## What to produce
Could you gather every line in the rows below that contains the word "granite" and copy each of those lines out?

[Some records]

┏━━

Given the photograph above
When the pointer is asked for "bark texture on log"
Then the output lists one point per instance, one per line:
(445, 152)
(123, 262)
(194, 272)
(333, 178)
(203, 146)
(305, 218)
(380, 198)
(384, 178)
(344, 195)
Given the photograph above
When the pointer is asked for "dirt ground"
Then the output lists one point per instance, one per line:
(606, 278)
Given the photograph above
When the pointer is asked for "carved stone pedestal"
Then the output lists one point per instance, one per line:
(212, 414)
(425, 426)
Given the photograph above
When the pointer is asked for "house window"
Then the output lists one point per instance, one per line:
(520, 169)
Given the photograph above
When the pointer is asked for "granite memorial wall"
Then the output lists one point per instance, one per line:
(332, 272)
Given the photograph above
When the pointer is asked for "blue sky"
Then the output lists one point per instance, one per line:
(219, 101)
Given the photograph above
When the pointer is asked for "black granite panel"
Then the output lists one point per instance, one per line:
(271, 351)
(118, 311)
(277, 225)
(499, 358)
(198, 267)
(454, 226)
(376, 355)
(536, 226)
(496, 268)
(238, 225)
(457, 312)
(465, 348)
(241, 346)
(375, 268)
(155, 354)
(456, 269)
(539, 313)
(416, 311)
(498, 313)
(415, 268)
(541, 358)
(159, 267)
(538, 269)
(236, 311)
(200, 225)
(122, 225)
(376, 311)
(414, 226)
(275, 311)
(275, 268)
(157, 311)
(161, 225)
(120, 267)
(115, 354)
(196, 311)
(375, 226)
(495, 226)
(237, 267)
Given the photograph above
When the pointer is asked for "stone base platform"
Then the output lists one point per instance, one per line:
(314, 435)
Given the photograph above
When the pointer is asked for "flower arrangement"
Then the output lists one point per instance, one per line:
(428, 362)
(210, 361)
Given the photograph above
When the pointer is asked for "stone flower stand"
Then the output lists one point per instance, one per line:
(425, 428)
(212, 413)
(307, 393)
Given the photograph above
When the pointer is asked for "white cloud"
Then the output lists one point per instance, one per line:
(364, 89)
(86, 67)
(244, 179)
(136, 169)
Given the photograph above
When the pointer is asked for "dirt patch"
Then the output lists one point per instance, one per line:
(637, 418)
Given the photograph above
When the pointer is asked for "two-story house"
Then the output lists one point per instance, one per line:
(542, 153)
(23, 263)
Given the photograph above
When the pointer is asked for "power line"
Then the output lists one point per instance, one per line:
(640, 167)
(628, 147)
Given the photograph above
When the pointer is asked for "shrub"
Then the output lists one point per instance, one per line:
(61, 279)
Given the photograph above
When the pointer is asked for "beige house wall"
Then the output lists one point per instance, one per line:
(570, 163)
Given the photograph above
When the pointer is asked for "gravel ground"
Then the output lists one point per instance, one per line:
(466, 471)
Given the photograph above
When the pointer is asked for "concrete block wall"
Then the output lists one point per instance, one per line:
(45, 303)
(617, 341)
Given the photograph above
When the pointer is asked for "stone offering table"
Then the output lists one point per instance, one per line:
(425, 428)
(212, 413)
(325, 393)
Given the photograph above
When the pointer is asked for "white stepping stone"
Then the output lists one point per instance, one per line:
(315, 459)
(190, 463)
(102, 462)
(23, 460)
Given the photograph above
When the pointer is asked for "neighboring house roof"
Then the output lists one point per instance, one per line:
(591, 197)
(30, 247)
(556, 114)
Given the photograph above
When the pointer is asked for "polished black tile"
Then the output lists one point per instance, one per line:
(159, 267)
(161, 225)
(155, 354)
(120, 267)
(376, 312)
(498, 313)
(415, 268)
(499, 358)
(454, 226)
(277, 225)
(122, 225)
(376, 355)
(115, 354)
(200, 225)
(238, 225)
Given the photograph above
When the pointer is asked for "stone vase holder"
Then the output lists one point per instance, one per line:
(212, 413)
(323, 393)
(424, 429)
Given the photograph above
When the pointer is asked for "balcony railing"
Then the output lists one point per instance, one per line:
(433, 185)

┗━━

## Completed exercise
When the pointer is asked for "granite memorial wall"
When the pointer is asked for "black granite panel"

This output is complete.